**Text under study**
-- Opening Marker --

Last U.S. Soldier Held Captive in Afghanistan Is Freed
05/31/2014 AT 02:15 PM EDT
Sgt. Bowe Bergdahl was handed over to U.S. special forces by the Taliban Saturday evening, local time, in an area of eastern Afghanistan, near the Pakistani border. Officials said the exchange was not violent and the 28-year-old Bergdahl was in good condition and able to walk.
In a statement, President Barack Obama said Bergdahl's recovery "is a reminder of America's unwavering commitment to leave no man or woman in uniform behind on the battlefield."
The handover followed secret and indirect negotiations between the U.S. and the Taliban, with the government of Qatar serving as the go-between. Qatar is taking custody of the five Afghan detainees that had been held at Guantanamo Bay.
According to a senior defense official traveling with Defense Secretary Chuck Hagel in Singapore, once Bergdahl climbed onto the noisy helicopter he took a pen and wrote on a paper plate, the "SF?" – asking the troops if they were special operations forces.
They shouted back at him over the roar of the rotors: "Yes, we've been looking for you for a long time."
Then, according to the official, Bergdahl broke down.
Bergdahl, of Hailey, Idaho, is believed to have been held by the Haqqani network since June 30, 2009. Haqqani operates in the Afghanistan-Pakistan border region and has been one of the deadliest threats to U.S. troops in the war. The network, which the State Department designated as a foreign terrorist organization in 2012, claims allegiance to the Afghan Taliban, yet operates with some degree of autonomy.

-- Closing Marker --

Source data

-- Opening Marker --

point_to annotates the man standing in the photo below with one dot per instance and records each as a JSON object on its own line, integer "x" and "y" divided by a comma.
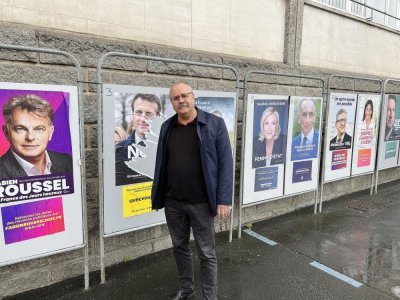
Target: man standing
{"x": 28, "y": 128}
{"x": 305, "y": 145}
{"x": 144, "y": 108}
{"x": 193, "y": 180}
{"x": 342, "y": 140}
{"x": 391, "y": 110}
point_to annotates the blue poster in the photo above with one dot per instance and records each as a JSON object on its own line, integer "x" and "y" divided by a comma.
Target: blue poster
{"x": 266, "y": 179}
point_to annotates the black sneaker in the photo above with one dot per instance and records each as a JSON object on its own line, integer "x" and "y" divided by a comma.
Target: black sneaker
{"x": 180, "y": 295}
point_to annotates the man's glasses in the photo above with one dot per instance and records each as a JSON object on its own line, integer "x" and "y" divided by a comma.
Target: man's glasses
{"x": 146, "y": 114}
{"x": 184, "y": 96}
{"x": 342, "y": 121}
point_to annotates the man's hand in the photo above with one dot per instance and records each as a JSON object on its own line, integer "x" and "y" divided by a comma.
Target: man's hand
{"x": 223, "y": 211}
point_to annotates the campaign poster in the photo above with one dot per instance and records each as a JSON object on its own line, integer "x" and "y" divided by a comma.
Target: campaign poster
{"x": 265, "y": 147}
{"x": 40, "y": 182}
{"x": 130, "y": 139}
{"x": 365, "y": 134}
{"x": 302, "y": 167}
{"x": 389, "y": 133}
{"x": 339, "y": 139}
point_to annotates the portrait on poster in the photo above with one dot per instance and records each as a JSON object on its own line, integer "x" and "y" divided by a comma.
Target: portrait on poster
{"x": 269, "y": 132}
{"x": 40, "y": 177}
{"x": 340, "y": 132}
{"x": 365, "y": 134}
{"x": 133, "y": 114}
{"x": 305, "y": 131}
{"x": 392, "y": 117}
{"x": 35, "y": 145}
{"x": 342, "y": 118}
{"x": 32, "y": 220}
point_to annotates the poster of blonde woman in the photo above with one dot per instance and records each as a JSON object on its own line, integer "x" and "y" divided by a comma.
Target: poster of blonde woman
{"x": 265, "y": 147}
{"x": 365, "y": 133}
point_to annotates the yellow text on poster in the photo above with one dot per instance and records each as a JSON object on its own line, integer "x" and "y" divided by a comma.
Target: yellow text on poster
{"x": 136, "y": 199}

-- Closing Marker --

**What is expected**
Resume the news story on Sgt. Bowe Bergdahl's release, picking up after its last sentence.

**Response area**
Officials said Bergdahl was expected to be transferred to Bagram Air Field, the main U.S. base in Afghanistan, for medical evaluations, then on to the United States.
Officials said Obama spoke with Bergdahl's parents Saturday, shortly after their son had been taken into U.S. custody. Bergdahl's family was in Washington on a previously scheduled visit when they received the news.
All the officials insisted on anonymity in order to discuss details of Bergdahl's transfer.
The parents of the freed soldier, Bob and Jani Bergdahl, said in a statement that they were "joyful and relieved."
"We cannot wait to wrap our arms around our only son," they said.
The circumstances surrounding Bergdahl's capture remain something of a mystery. There has been some speculation that he willingly walked away from his unit, raising the question of whether he could be charged with being absent without leave (AWOL) or desertion.